● **目的**: 以下のすべての行で「automation agent」を「test script」に置き換え、ほかは一切変えずに書き直してください。

● **保存済みの行**:
+--

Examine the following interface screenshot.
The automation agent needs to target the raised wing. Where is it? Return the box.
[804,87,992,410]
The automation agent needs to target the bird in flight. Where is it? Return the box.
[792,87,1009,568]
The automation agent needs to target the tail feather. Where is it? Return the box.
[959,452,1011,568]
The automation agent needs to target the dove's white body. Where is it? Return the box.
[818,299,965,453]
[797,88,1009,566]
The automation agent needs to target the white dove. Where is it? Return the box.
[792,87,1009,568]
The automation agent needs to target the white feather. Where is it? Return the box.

+--

● **課題の結果**:
Examine the following interface screenshot.
The test script needs to target the raised wing. Where is it? Return the box.
[804,87,992,410]
The test script needs to target the bird in flight. Where is it? Return the box.
[792,87,1009,568]
The test script needs to target the tail feather. Where is it? Return the box.
[959,452,1011,568]
The test script needs to target the dove's white body. Where is it? Return the box.
[818,299,965,453]
[797,88,1009,566]
The test script needs to target the white dove. Where is it? Return the box.
[792,87,1009,568]
The test script needs to target the white feather. Where is it? Return the box.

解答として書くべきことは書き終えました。